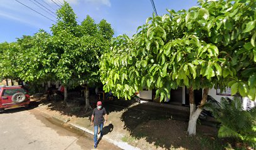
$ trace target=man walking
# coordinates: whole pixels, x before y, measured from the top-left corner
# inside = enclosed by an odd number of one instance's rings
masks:
[[[105,115],[105,119],[104,116]],[[94,127],[94,148],[97,148],[97,134],[98,134],[98,128],[100,127],[100,137],[102,138],[102,129],[103,124],[105,124],[107,121],[107,115],[106,110],[104,108],[102,108],[102,103],[101,101],[98,101],[97,102],[97,108],[92,111],[92,122],[91,124]]]

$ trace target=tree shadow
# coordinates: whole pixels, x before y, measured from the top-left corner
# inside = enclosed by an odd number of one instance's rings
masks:
[[[13,113],[18,112],[20,111],[31,110],[35,108],[38,107],[40,104],[40,102],[38,102],[38,101],[31,101],[28,108],[20,107],[20,108],[13,108],[13,109],[6,109],[3,112],[1,112],[1,114],[13,114]]]
[[[144,139],[147,142],[165,149],[201,149],[198,137],[186,133],[189,111],[141,104],[127,109],[121,116],[129,137],[126,141],[136,145],[135,141]],[[216,137],[216,128],[198,125],[198,133]],[[134,140],[135,139],[135,140]],[[196,144],[195,144],[196,143]]]
[[[81,96],[81,94],[79,92],[68,92],[68,99],[67,104],[63,101],[48,101],[46,99],[46,95],[34,98],[34,100],[40,101],[43,105],[48,106],[48,109],[58,111],[62,115],[89,118],[92,116],[93,109],[97,107],[97,102],[99,101],[98,98],[95,95],[90,95],[90,105],[92,109],[85,111],[85,98]],[[105,108],[107,114],[114,111],[121,111],[133,103],[133,102],[124,99],[112,101],[105,99],[102,101],[103,107]],[[113,106],[115,105],[119,106]]]
[[[102,129],[103,135],[105,136],[113,131],[114,126],[112,124],[109,124],[109,125],[104,126]]]

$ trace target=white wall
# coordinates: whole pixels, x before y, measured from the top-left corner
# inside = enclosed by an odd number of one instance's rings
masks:
[[[152,91],[139,91],[139,98],[141,99],[152,99]]]
[[[233,99],[233,96],[217,95],[216,90],[215,88],[209,89],[208,95],[211,96],[211,97],[213,97],[214,99],[215,99],[218,102],[220,102],[220,99],[222,97],[224,97],[224,98],[228,97],[232,99]]]

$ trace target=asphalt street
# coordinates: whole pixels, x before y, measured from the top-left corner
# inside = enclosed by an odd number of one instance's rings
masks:
[[[0,142],[1,150],[95,149],[92,135],[24,108],[0,114]],[[101,140],[97,149],[120,149]]]

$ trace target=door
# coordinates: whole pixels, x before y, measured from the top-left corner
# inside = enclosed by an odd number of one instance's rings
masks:
[[[195,102],[196,106],[198,106],[201,102],[201,100],[202,99],[202,89],[194,90]],[[185,102],[185,105],[189,106],[189,95],[187,88],[186,88]]]

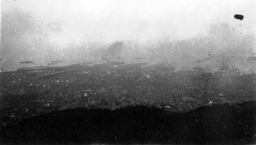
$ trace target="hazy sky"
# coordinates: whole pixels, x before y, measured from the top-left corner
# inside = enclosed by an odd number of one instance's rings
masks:
[[[118,40],[189,38],[207,33],[209,25],[227,22],[242,33],[254,33],[254,0],[2,0],[2,13],[12,8],[30,12],[47,24],[62,24],[51,35],[59,45]],[[243,20],[234,14],[245,16]]]

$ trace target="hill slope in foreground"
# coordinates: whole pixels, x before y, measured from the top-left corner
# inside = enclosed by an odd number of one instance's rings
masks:
[[[26,143],[253,143],[256,102],[186,113],[156,107],[53,111],[1,126],[1,142]]]

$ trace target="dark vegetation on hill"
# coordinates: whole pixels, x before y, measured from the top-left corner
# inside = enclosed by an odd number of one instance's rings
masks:
[[[187,113],[155,107],[74,109],[1,126],[1,142],[30,143],[253,143],[256,102]]]

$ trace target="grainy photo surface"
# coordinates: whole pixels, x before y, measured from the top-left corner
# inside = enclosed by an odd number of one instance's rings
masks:
[[[255,8],[2,0],[0,143],[256,143]]]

◆ Goal ◆
Go through the material above and print all of it exactly, except the pictures.

◆ Result for this task ◆
$ trace target=man walking
# coordinates: whole pixels, x before y, measured from the top-left corner
# inside = enclosed by an odd number of one instance's rings
masks:
[[[105,115],[105,119],[104,116]],[[94,127],[94,148],[97,148],[97,134],[98,134],[98,128],[100,127],[100,137],[102,138],[102,129],[103,124],[105,124],[107,121],[107,115],[106,110],[104,108],[102,108],[102,103],[101,101],[98,101],[97,102],[97,108],[92,111],[92,122],[91,124]]]

$ trace target=tree shadow
# coordinates: whole pixels, x before y, measured from the top-left corner
# inside = enclosed by an odd number of one instance's rings
masks:
[[[13,113],[18,112],[20,111],[31,110],[35,108],[38,107],[40,104],[40,102],[38,102],[38,101],[31,101],[28,108],[20,107],[20,108],[13,108],[13,109],[6,109],[3,112],[1,112],[1,114],[13,114]]]
[[[144,139],[147,142],[165,149],[201,149],[198,137],[186,133],[189,111],[141,104],[127,109],[121,116],[129,137],[126,141],[136,145],[135,141]],[[216,137],[216,128],[198,125],[198,133]],[[134,140],[135,139],[135,140]],[[196,144],[195,144],[196,143]]]
[[[81,96],[81,94],[79,92],[68,92],[68,99],[67,104],[63,101],[48,101],[46,99],[46,95],[34,98],[34,100],[40,101],[43,105],[48,106],[48,109],[58,111],[62,115],[89,118],[92,116],[93,109],[97,107],[97,102],[99,101],[98,98],[95,95],[90,95],[90,105],[92,109],[85,111],[85,98]],[[105,108],[107,114],[114,111],[121,111],[133,103],[133,102],[124,99],[112,101],[105,99],[102,101],[103,107]],[[113,106],[115,105],[119,106]]]
[[[102,129],[103,135],[105,136],[113,131],[114,126],[112,124],[109,124],[109,125],[104,126]]]

$ trace target=white wall
# coordinates: whole pixels, x before y, measured from the top-left corner
# inside = enclosed by an odd number of one instance's rings
masks:
[[[152,91],[139,91],[139,98],[141,99],[152,99]]]
[[[233,99],[233,96],[217,95],[216,90],[215,88],[209,89],[208,95],[211,96],[211,97],[213,97],[214,99],[215,99],[218,102],[220,102],[220,99],[222,97],[224,97],[224,98],[228,97],[232,99]]]

$ trace target=asphalt street
# coordinates: whole pixels, x before y, measured from the top-left corner
# inside = enclosed by an odd number of one instance's rings
masks:
[[[0,142],[1,150],[95,149],[92,135],[24,108],[0,114]],[[101,140],[97,149],[120,149]]]

$ trace target=door
# coordinates: whole pixels, x before y, measured from the top-left corner
# inside = enclosed by an odd number of one instance's rings
masks:
[[[195,102],[196,106],[198,106],[201,102],[201,100],[202,99],[202,89],[194,90]],[[185,102],[185,105],[189,106],[189,95],[187,88],[186,88]]]

$ trace target="hazy sky"
# coordinates: whole pixels, x before y, measured from the top-left corner
# inside = enclosed by an odd number of one instance's rings
masks:
[[[118,40],[189,38],[207,33],[209,25],[227,22],[242,33],[254,33],[254,0],[2,0],[2,13],[12,8],[30,12],[47,24],[62,24],[51,35],[59,45]],[[243,20],[234,14],[245,16]]]

$ trace target="hill slope in foreground"
# coordinates: whole pixels, x before y, measured from the top-left corner
# inside = enclosed by an odd number of one instance's rings
masks:
[[[26,143],[253,143],[256,102],[186,113],[156,107],[53,111],[1,126],[1,142]]]

$ trace target="dark vegetation on hill"
# coordinates: whole pixels, x before y, measured from the top-left corner
# inside = enclosed by an odd number of one instance's rings
masks:
[[[187,113],[155,107],[74,109],[1,126],[1,142],[30,143],[253,143],[256,102]]]

$ trace target="grainy photo surface"
# coordinates: whole pixels, x before y, measured from the top-left corner
# inside = enclosed by an odd number of one instance's rings
masks:
[[[255,8],[2,0],[0,143],[256,143]]]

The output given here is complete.